▶ [DIRECTIONS]: Please recast the records below as a JSON list of strings with one string per line, skipping blank lines and leaving the pictures out.

▶ [SUPPLIED RECORDS]:
******

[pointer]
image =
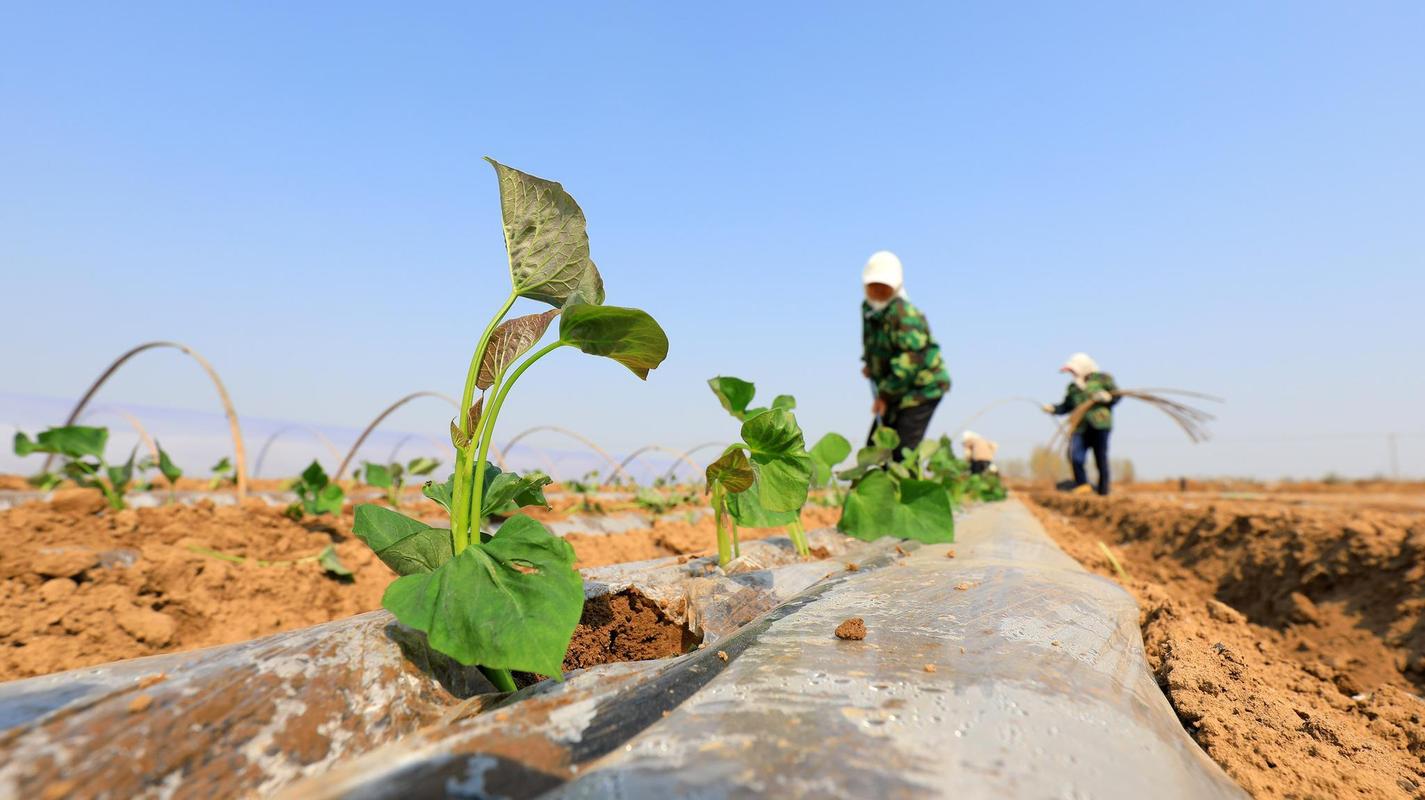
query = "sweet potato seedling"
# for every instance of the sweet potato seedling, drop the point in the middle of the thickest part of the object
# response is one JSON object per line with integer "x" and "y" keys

******

▶ [ANSWER FOR THIS EXERCISE]:
[
  "[pointer]",
  "image =",
  "query = \"sweet potato seedling\"",
  "# for every instance of the sweet potato seedling, drop the point in the middle of the thickest part of the object",
  "# response is one JSON object per line with integer \"x\" and \"y\" keys"
]